### Problem to solve
Add 7 to every x and y coordinate in the answers and write all these rows out again, requests included.
--- Start ---
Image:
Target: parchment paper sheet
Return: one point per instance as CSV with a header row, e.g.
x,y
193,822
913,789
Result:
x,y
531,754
--- End ---
### Response to the exercise
Image:
Target: parchment paper sheet
Return: one point per instance as CSV with a header row, e.g.
x,y
193,822
913,789
Result:
x,y
538,761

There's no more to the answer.